UPDATE AUGUST 13: Globe and Mail picks up the story
The Provincial farm salmon vet suggests "limited outbreaks" could be good for the herring. However, he admits he has no information on this outbreak, so does not know if it is limited.
In a recent paper co-published by DFO, researchers found that the virus VHS can infect Atlantic salmon and "spillback" to infect and kill herring. It is unclear how this dynamic has been included in Dr. Marty's statement to the Globe and Mail.
Quote from the paper:
"Transmission of VHSV from Atlantic salmon to sympatric Pacific herring was indicated by 100% mortality...." in 3/4 trials.
UPDATE: August 12, 2013,
DFO has answered my request that they test the herring from northeastern Vancouver Island. They said they have not received any reports of a die-off, but their crew in the region is going to try to get samples if possible. I appreciate their response and I will be following up with them to see how it goes. I attribute the fast response to all of you who wrote to them. Thank you.
On August 10, 2013 these herring were found off northeastern Vancouver Island along the shoreline of Sointula, Malcolm Island. This is a re-occurring event, but this is most severe symptoms that I have seen. In past, the fins of the herring have been bloodshot, but now it is also their bellies. They are bleeding from beneath their scales, many are bleeding in their eyeballs. They are swimming with tiny sockeye, very likely from the Nimpkish River, and they are food for the chinook and coho runs now passing through the area.

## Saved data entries
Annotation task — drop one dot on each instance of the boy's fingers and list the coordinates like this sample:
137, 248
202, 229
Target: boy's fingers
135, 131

## Exercise requirements
Copy the passage of the herring page that opens with the words "In a recent" and closes with "Globe and Mail.", swapping "Atlantic salmon" for "farmed salmon". The lines have nothing to do with the herring page.

## Answer box
In a recent paper co-published by DFO, researchers found that the virus VHS can infect farmed salmon and "spillback" to infect and kill herring. It is unclear how this dynamic has been included in Dr. Marty's statement to the Globe and Mail.